• _Work to be completed_
Print the records again, character for character.

• _Data shown_

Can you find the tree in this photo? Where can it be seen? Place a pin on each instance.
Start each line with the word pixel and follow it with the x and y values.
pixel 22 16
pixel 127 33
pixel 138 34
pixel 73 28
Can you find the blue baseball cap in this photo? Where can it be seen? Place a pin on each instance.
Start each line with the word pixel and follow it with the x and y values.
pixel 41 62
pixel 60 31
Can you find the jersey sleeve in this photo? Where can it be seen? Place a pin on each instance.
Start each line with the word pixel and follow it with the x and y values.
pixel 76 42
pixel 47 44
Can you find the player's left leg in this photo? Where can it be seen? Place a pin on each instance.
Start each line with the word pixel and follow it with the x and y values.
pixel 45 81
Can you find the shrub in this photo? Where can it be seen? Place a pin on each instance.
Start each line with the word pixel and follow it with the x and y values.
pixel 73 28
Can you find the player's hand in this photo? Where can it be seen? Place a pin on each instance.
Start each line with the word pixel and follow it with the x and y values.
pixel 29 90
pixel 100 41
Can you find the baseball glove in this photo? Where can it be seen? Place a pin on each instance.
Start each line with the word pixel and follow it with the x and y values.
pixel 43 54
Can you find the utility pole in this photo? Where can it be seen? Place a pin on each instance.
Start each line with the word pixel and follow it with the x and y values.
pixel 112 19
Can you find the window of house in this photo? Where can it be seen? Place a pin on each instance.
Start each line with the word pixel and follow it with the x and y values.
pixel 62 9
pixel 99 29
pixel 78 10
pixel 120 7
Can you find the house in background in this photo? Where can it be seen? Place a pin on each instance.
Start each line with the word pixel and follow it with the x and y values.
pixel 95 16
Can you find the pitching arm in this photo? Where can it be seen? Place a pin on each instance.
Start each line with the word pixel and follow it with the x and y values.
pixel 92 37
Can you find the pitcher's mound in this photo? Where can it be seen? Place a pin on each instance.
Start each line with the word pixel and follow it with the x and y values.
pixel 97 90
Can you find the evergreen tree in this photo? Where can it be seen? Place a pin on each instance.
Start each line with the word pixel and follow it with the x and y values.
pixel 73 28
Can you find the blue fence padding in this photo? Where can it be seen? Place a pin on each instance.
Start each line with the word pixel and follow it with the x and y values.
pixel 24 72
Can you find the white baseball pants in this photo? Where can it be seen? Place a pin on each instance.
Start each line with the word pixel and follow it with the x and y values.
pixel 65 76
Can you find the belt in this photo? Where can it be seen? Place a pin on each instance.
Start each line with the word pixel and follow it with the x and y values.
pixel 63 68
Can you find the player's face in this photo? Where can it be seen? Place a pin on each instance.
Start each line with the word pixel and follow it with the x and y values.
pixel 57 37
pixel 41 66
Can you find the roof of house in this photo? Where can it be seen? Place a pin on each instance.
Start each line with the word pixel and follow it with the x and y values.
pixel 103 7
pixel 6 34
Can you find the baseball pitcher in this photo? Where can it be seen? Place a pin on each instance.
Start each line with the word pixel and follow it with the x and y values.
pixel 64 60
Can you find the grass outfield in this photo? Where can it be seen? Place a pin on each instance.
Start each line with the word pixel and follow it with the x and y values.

• _Solution for this problem_
Can you find the tree in this photo? Where can it be seen? Place a pin on each instance.
Start each line with the word pixel and follow it with the x and y values.
pixel 22 16
pixel 127 33
pixel 138 34
pixel 73 28
Can you find the blue baseball cap in this photo? Where can it be seen? Place a pin on each instance.
Start each line with the word pixel and follow it with the x and y values.
pixel 41 62
pixel 60 31
Can you find the jersey sleeve in this photo? Where can it be seen? Place a pin on each instance.
Start each line with the word pixel and follow it with the x and y values.
pixel 76 42
pixel 47 44
Can you find the player's left leg in this photo? Where can it be seen? Place a pin on each instance.
Start each line with the word pixel and follow it with the x and y values.
pixel 45 81
Can you find the shrub in this photo? Where can it be seen? Place a pin on each instance.
Start each line with the word pixel and follow it with the x and y values.
pixel 73 28
Can you find the player's hand in this photo? Where can it be seen? Place a pin on each instance.
Start each line with the word pixel and follow it with the x and y values.
pixel 29 90
pixel 100 41
Can you find the baseball glove in this photo? Where can it be seen? Place a pin on each instance.
Start each line with the word pixel and follow it with the x and y values.
pixel 43 54
Can you find the utility pole in this photo? Where can it be seen? Place a pin on each instance.
Start each line with the word pixel and follow it with the x and y values.
pixel 112 19
Can you find the window of house in this photo? Where can it be seen? Place a pin on each instance.
Start each line with the word pixel and follow it with the x and y values.
pixel 62 9
pixel 99 29
pixel 78 10
pixel 120 7
Can you find the house in background in this photo? Where can it be seen? Place a pin on each instance.
Start each line with the word pixel and follow it with the x and y values.
pixel 95 16
Can you find the pitching arm in this photo? Where can it be seen? Place a pin on each instance.
Start each line with the word pixel and follow it with the x and y values.
pixel 92 37
Can you find the pitcher's mound in this photo? Where can it be seen? Place a pin on each instance.
Start each line with the word pixel and follow it with the x and y values.
pixel 97 90
Can you find the evergreen tree in this photo? Where can it be seen? Place a pin on each instance.
Start each line with the word pixel and follow it with the x and y values.
pixel 73 28
Can you find the blue fence padding in this photo? Where can it be seen? Place a pin on each instance.
Start each line with the word pixel and follow it with the x and y values.
pixel 24 72
Can you find the white baseball pants in this photo? Where can it be seen? Place a pin on each instance.
Start each line with the word pixel and follow it with the x and y values.
pixel 65 76
Can you find the belt in this photo? Where can it be seen? Place a pin on each instance.
Start each line with the word pixel and follow it with the x and y values.
pixel 63 68
Can you find the player's face in this photo? Where can it be seen? Place a pin on each instance.
Start each line with the word pixel and follow it with the x and y values.
pixel 57 37
pixel 41 66
Can you find the roof of house in this photo? Where can it be seen? Place a pin on each instance.
Start each line with the word pixel and follow it with the x and y values.
pixel 103 7
pixel 6 34
Can you find the baseball pitcher in this photo? Where can it be seen? Place a pin on each instance.
Start each line with the word pixel and follow it with the x and y values.
pixel 64 60
Can you find the grass outfield in this photo? Where can it be seen? Place a pin on each instance.
Start each line with the word pixel and follow it with the x and y values.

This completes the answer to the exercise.